TASK DIRECTIONS: Go through the records and copy out each line that contains the word "wire". Case counts.

EXERCISE INPUT:

****

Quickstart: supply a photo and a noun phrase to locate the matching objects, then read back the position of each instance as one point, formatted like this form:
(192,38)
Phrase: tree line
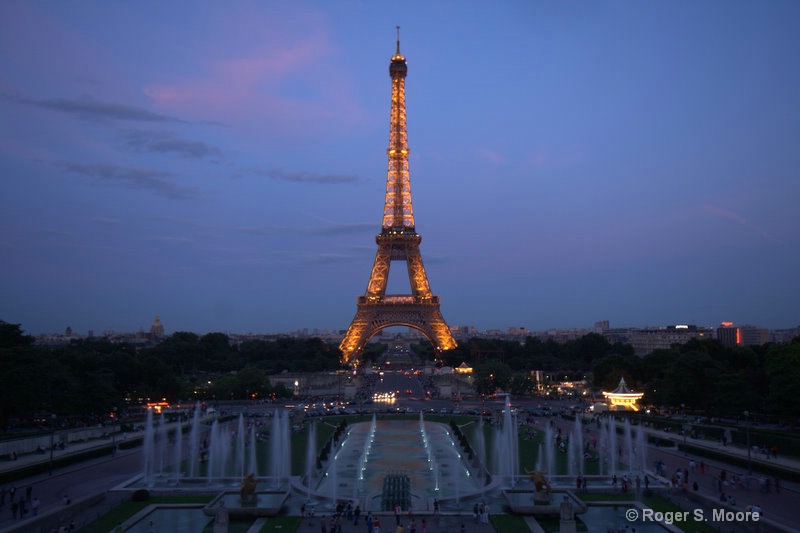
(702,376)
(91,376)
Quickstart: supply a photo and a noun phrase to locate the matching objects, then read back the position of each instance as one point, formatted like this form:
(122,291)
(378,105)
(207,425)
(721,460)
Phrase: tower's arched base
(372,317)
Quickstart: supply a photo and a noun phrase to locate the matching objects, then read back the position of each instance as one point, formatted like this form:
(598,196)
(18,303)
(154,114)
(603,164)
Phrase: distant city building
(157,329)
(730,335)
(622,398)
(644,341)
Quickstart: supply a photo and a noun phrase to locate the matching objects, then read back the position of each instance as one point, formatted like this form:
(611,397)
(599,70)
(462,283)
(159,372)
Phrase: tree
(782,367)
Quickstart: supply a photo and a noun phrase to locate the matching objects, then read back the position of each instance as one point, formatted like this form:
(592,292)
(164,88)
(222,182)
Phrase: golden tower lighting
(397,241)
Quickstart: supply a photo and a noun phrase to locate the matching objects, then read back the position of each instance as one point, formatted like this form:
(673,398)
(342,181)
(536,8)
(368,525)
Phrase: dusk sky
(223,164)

****

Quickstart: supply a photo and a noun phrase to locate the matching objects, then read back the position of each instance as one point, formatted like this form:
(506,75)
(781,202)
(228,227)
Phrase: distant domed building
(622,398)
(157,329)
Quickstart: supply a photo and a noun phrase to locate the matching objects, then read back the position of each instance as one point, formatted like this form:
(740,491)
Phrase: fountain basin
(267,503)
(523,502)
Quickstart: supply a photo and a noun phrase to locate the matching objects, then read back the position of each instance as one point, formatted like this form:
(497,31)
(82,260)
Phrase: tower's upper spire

****

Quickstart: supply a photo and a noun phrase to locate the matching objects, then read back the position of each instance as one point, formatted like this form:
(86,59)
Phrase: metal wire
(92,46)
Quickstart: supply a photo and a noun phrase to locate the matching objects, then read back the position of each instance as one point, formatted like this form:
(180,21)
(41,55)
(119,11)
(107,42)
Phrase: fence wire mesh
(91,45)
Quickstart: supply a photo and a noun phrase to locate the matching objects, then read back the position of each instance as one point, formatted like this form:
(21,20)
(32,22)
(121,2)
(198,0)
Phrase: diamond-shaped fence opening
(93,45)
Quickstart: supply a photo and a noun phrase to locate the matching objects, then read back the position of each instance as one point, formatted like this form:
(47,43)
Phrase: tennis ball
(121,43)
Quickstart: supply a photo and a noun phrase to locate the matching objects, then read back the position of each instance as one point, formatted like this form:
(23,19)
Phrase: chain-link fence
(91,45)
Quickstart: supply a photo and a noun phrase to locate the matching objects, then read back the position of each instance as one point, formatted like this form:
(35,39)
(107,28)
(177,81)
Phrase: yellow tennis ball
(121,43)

****

RESPONSE:
Phrase: metal wire
Phrase: fence wire mesh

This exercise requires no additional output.